[Material supplied]:
--*--

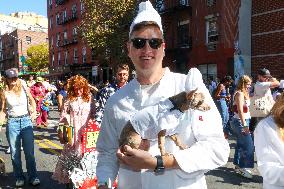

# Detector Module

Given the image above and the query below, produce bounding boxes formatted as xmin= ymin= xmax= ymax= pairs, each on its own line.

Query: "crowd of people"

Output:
xmin=0 ymin=1 xmax=284 ymax=189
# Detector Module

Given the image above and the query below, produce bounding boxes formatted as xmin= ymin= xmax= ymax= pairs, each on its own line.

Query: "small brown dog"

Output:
xmin=119 ymin=89 xmax=210 ymax=156
xmin=0 ymin=158 xmax=6 ymax=175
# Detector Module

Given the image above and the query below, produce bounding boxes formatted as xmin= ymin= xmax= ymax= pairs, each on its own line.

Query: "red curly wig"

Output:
xmin=67 ymin=75 xmax=91 ymax=102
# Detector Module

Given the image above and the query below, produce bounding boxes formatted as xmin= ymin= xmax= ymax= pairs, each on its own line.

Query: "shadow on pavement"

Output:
xmin=206 ymin=167 xmax=262 ymax=186
xmin=0 ymin=171 xmax=65 ymax=189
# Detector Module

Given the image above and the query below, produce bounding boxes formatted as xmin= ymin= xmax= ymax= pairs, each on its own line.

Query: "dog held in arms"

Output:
xmin=119 ymin=89 xmax=210 ymax=156
xmin=0 ymin=158 xmax=6 ymax=175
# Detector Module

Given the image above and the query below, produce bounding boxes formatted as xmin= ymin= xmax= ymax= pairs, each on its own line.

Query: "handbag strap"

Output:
xmin=22 ymin=85 xmax=30 ymax=114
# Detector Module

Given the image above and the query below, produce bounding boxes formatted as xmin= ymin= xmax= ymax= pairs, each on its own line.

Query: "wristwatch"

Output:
xmin=154 ymin=155 xmax=165 ymax=175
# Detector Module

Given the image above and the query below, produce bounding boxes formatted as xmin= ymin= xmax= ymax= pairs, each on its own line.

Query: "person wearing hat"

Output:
xmin=1 ymin=68 xmax=40 ymax=187
xmin=30 ymin=77 xmax=48 ymax=128
xmin=253 ymin=68 xmax=280 ymax=122
xmin=213 ymin=75 xmax=233 ymax=138
xmin=272 ymin=80 xmax=284 ymax=100
xmin=96 ymin=1 xmax=230 ymax=189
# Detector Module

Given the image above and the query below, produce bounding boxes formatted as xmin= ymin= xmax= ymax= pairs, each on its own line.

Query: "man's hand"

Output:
xmin=116 ymin=145 xmax=157 ymax=171
xmin=98 ymin=185 xmax=108 ymax=189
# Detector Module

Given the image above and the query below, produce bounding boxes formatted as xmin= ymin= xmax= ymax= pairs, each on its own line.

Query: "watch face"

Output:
xmin=155 ymin=167 xmax=165 ymax=175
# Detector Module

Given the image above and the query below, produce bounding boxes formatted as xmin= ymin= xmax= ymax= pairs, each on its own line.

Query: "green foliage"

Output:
xmin=26 ymin=43 xmax=48 ymax=72
xmin=79 ymin=0 xmax=137 ymax=62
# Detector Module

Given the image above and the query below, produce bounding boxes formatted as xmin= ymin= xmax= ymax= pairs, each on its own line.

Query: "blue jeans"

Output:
xmin=6 ymin=116 xmax=37 ymax=181
xmin=230 ymin=118 xmax=254 ymax=168
xmin=215 ymin=98 xmax=230 ymax=134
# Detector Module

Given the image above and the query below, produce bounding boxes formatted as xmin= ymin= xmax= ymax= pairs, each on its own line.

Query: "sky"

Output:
xmin=0 ymin=0 xmax=47 ymax=17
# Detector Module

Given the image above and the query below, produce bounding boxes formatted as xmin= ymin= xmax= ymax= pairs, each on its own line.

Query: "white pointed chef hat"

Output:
xmin=279 ymin=80 xmax=284 ymax=89
xmin=129 ymin=1 xmax=163 ymax=37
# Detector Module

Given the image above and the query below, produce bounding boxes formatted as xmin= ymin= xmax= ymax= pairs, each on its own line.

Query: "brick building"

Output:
xmin=47 ymin=0 xmax=96 ymax=80
xmin=251 ymin=0 xmax=284 ymax=79
xmin=152 ymin=0 xmax=253 ymax=79
xmin=0 ymin=29 xmax=47 ymax=73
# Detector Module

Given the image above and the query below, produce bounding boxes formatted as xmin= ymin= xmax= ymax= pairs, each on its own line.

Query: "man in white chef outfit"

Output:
xmin=96 ymin=1 xmax=230 ymax=189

--*--

Reproduce all of the rows above word for word, omitting the pictures.

# Detector Module

Given the image above and the query below, produce bounding boxes formatted as xmin= ymin= xmax= ymax= pairs, each on its own line.

Query: "crowd of people"

Output:
xmin=0 ymin=1 xmax=284 ymax=189
# Detector Module

Given the image above and the query below, produce bounding boxes formatted as xmin= ymin= xmax= ymax= pairs, each on its own line.

Query: "small brown dog"

Output:
xmin=119 ymin=89 xmax=210 ymax=156
xmin=0 ymin=158 xmax=6 ymax=175
# Detector Module

Given the image above and the query below, produce bounding boxes formatted as xmin= ymin= xmax= ymax= pairs, each on its own line.

Query: "red curly wig"

Output:
xmin=67 ymin=75 xmax=91 ymax=102
# Detector Module

Given the image above and the query below, produce bounding boxes formatted as xmin= ymin= xmax= ymax= pairs, each on its own line.

Query: "shadow on pavement"

Output:
xmin=206 ymin=167 xmax=262 ymax=186
xmin=0 ymin=171 xmax=65 ymax=189
# Detector Module

Given the image above and the query below, produce bounding boxes formatted as xmin= ymin= xmax= ymax= pairs, each on its own line.

Query: "dog held in arms"

Output:
xmin=119 ymin=89 xmax=210 ymax=156
xmin=0 ymin=158 xmax=6 ymax=175
# Detector Module

Given the image above and the query below, produce bounding boxes formatted as xmin= ymin= xmax= ymax= pairs, each on its own line.

Query: "handbag strap"

Output:
xmin=22 ymin=85 xmax=30 ymax=114
# Detector Module

Given the image above and the query below, produce bounding boxes formatted as xmin= ymin= xmax= ymax= pairs, each on its own line.

Query: "wristwatch"

Output:
xmin=154 ymin=155 xmax=165 ymax=175
# Detector Module

Given the image above and the query below, produce bounding boxes formatted as xmin= ymin= xmax= ymax= pairs, each on its own line.

Query: "person wearing hat"

Output:
xmin=1 ymin=68 xmax=40 ymax=187
xmin=30 ymin=77 xmax=48 ymax=128
xmin=253 ymin=68 xmax=280 ymax=122
xmin=213 ymin=75 xmax=233 ymax=138
xmin=272 ymin=80 xmax=284 ymax=100
xmin=96 ymin=1 xmax=230 ymax=189
# Detector Module

Given the image above and the query below, produce bounding boxes formatted as xmin= ymin= xmax= ymax= pairs, each on its own line.

Query: "man's hand"

Output:
xmin=116 ymin=145 xmax=157 ymax=171
xmin=98 ymin=185 xmax=108 ymax=189
# Detector Module

Given the image above and the query below, produce bounding boxes formatted as xmin= ymin= xmax= ymax= pairs, each on its own line.

Query: "watch face"

Output:
xmin=155 ymin=167 xmax=165 ymax=175
# Detector Module

Given the image above and the query below, produce bounding boxes formatted as xmin= ymin= xmax= ymax= pairs, each on its own line.

Query: "green foliage"

Output:
xmin=26 ymin=43 xmax=48 ymax=72
xmin=79 ymin=0 xmax=137 ymax=62
# Detector Module

Given the image above and the query below, produce bounding boxes formatted as xmin= ymin= xmax= ymax= pairs, each on its own line.

Query: "blue jeans"

Output:
xmin=6 ymin=116 xmax=37 ymax=181
xmin=230 ymin=118 xmax=254 ymax=168
xmin=215 ymin=98 xmax=230 ymax=134
# Detector Module

Given the image above and the query below, produce bounding boxes formatted as xmin= ymin= xmax= ymax= pairs, each on its own line.

Query: "sky"

Output:
xmin=0 ymin=0 xmax=47 ymax=17
# Detector Module

Given the image above and the query below, produce bounding boxes formatted as xmin= ymin= xmax= ymax= pairs, each on its own line.

Query: "white pointed chef hat"

Output:
xmin=279 ymin=80 xmax=284 ymax=89
xmin=129 ymin=1 xmax=163 ymax=37
# Detector Module

Given the image above and the query below, produce bounding boxes formatted as xmin= ymin= xmax= ymax= pairs, each on its own line.

Query: "brick building"

Output:
xmin=47 ymin=0 xmax=96 ymax=80
xmin=251 ymin=0 xmax=284 ymax=79
xmin=152 ymin=0 xmax=253 ymax=79
xmin=0 ymin=29 xmax=47 ymax=73
# Detector Module

Given the image above and the query below, produce bounding boxes formatted as xmin= ymin= xmax= ymax= pairs, each on its own line.

Query: "man in white chef outfit"

Output:
xmin=96 ymin=1 xmax=230 ymax=189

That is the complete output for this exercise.